**Required action**.
Let the answer be the lines from the one with "of the green" to the end of the entries, copied exactly with both boundary lines kept.

**Extracted information**.

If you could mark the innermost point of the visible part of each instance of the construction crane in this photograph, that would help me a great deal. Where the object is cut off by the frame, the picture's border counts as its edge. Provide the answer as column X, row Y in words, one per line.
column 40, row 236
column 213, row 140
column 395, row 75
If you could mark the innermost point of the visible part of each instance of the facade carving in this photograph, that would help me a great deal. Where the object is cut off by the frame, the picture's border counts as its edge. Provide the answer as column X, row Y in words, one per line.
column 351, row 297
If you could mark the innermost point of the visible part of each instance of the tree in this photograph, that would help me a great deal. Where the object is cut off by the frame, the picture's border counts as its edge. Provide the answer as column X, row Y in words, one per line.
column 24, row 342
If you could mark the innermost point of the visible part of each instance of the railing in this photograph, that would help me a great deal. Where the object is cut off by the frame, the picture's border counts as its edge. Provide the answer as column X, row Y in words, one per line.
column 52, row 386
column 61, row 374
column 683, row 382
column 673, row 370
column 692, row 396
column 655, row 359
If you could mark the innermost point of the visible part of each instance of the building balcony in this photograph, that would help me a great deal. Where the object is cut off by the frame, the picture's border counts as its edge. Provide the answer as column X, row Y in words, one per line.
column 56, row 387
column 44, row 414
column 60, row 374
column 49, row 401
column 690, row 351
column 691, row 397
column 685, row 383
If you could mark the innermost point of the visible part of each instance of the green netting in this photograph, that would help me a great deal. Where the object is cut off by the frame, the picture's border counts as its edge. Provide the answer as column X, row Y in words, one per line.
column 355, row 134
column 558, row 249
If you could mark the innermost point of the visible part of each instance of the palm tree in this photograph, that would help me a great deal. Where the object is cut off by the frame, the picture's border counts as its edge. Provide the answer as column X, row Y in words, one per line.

**Problem solution**.
If you could mark the innermost point of the visible part of each instance of the green netting in this photograph, that would help me a great deal. Where the object is cut off by the frame, the picture's border counts as its edge. Provide the answer as column X, row Y in words, one per line.
column 355, row 134
column 558, row 249
If you could mark the innermost point of the visible part of each instance of the palm tree in this photograph, that would help me a great deal. Where the object is cut off by the frame, the picture's border counts as its edge. Provide the answer as column X, row Y in words, one per line.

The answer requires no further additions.